JOB:
Reproduce the records word for word, from the line containing "road. Write the coordinates, one line per instance." through the last line of the records.
** Start EXTRACTED INFORMATION **
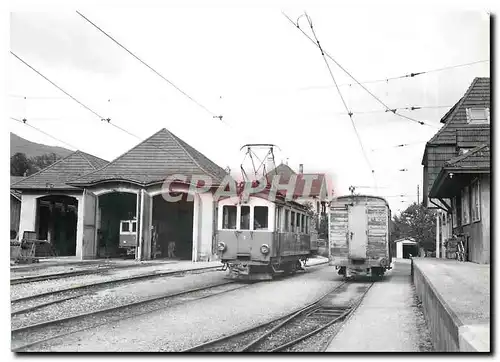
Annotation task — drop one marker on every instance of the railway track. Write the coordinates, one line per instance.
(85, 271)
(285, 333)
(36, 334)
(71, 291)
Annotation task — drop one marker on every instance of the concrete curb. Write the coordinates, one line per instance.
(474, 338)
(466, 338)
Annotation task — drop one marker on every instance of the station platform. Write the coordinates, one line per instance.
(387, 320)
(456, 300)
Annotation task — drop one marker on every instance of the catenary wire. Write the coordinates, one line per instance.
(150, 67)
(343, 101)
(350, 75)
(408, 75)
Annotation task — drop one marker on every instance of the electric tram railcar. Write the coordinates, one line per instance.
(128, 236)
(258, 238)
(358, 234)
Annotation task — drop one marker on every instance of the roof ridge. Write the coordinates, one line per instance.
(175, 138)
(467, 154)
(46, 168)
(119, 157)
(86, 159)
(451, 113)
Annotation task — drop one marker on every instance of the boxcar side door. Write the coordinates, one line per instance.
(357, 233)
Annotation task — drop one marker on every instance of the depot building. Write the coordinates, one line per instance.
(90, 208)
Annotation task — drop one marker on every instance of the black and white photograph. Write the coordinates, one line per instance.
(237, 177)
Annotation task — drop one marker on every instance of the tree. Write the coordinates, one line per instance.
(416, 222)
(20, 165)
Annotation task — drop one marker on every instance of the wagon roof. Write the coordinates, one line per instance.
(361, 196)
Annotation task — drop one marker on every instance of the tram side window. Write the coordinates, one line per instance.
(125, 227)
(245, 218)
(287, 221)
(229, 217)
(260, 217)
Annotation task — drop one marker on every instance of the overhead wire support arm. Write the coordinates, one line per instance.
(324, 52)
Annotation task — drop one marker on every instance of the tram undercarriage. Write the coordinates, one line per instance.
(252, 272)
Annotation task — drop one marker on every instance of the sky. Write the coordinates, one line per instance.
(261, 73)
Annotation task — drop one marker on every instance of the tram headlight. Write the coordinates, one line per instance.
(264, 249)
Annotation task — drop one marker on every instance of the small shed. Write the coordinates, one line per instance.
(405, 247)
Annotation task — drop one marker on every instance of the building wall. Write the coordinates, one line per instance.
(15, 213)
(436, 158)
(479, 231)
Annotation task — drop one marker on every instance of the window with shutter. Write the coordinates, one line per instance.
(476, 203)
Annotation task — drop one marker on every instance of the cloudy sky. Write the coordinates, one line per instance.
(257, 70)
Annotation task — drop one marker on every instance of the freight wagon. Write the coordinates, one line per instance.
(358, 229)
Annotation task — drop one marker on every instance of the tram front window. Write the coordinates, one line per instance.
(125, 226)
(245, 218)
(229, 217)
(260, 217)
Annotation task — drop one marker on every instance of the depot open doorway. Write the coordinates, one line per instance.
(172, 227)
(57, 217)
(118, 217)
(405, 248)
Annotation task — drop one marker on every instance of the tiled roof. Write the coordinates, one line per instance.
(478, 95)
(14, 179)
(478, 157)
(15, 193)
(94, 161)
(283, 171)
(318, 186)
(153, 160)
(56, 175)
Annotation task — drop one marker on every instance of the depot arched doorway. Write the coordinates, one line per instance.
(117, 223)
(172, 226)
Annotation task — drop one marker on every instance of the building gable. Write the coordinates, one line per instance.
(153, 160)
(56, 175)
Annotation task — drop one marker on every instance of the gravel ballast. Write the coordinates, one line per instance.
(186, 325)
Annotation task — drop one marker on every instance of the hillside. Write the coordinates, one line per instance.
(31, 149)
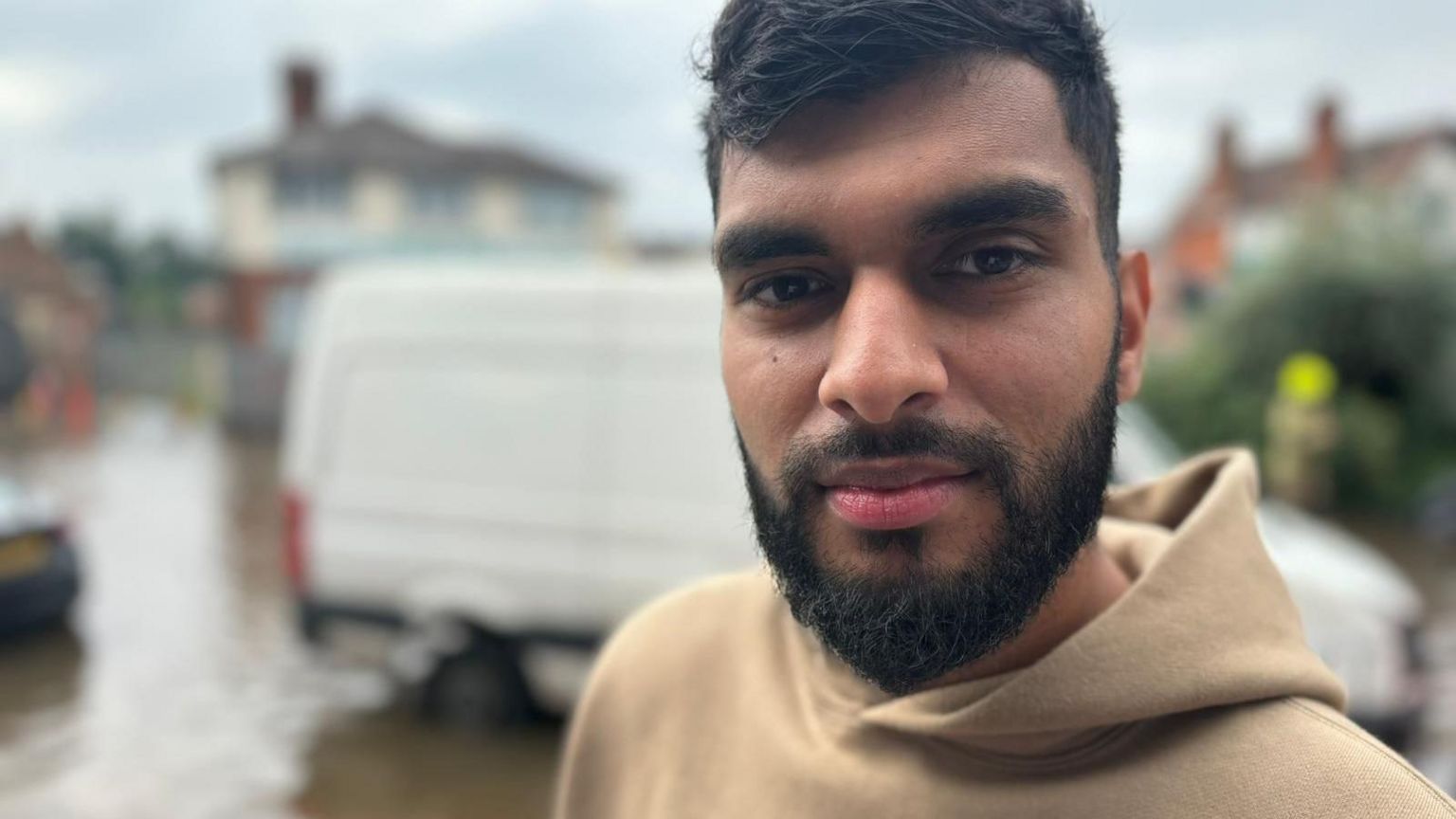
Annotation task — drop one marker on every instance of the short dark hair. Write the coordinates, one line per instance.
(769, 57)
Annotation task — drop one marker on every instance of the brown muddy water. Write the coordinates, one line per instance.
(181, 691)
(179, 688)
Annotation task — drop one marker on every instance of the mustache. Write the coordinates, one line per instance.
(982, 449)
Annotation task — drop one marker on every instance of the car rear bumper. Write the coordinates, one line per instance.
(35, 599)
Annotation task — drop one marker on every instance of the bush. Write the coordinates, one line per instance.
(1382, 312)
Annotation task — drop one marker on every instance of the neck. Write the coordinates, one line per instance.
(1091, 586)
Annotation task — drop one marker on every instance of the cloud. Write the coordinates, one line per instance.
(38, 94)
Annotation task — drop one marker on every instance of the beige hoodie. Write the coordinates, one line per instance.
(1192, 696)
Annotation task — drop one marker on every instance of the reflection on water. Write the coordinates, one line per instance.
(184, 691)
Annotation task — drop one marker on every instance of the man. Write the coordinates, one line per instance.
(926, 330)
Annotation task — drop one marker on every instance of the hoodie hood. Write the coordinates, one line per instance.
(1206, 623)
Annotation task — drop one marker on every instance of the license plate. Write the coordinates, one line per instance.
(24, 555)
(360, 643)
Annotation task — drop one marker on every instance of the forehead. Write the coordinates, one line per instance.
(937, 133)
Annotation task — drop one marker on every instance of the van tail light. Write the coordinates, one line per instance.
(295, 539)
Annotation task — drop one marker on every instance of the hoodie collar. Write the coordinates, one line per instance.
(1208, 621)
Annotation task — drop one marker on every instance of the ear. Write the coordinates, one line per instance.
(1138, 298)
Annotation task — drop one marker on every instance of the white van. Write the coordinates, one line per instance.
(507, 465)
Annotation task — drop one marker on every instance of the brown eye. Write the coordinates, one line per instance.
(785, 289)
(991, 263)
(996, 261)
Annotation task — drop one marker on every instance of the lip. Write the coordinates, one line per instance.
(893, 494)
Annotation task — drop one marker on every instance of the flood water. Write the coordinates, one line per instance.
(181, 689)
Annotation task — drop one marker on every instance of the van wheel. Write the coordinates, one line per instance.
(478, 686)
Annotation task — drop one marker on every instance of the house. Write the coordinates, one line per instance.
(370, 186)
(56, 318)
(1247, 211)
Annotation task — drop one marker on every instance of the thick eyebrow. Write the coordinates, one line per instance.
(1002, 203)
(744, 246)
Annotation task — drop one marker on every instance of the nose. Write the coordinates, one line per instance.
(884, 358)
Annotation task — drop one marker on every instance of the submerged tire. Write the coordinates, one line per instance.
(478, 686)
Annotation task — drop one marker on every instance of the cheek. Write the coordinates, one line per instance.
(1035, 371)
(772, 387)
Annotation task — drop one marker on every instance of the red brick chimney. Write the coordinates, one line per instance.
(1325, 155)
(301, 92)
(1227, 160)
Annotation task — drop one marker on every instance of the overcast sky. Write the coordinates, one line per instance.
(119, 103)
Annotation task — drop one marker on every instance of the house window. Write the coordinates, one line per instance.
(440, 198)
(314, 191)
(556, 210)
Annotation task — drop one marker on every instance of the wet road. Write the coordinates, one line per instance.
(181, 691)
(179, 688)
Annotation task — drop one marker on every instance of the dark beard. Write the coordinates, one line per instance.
** End EXTRACTED INFORMATION **
ANSWER TO THE EXERCISE:
Annotation task — drop one marker on every instance of the wet road. Write the coordinates, one line per instance.
(181, 691)
(179, 688)
Annotation task — drop one marker on every instance of the dark beard. Write the coordinates, one line per instance.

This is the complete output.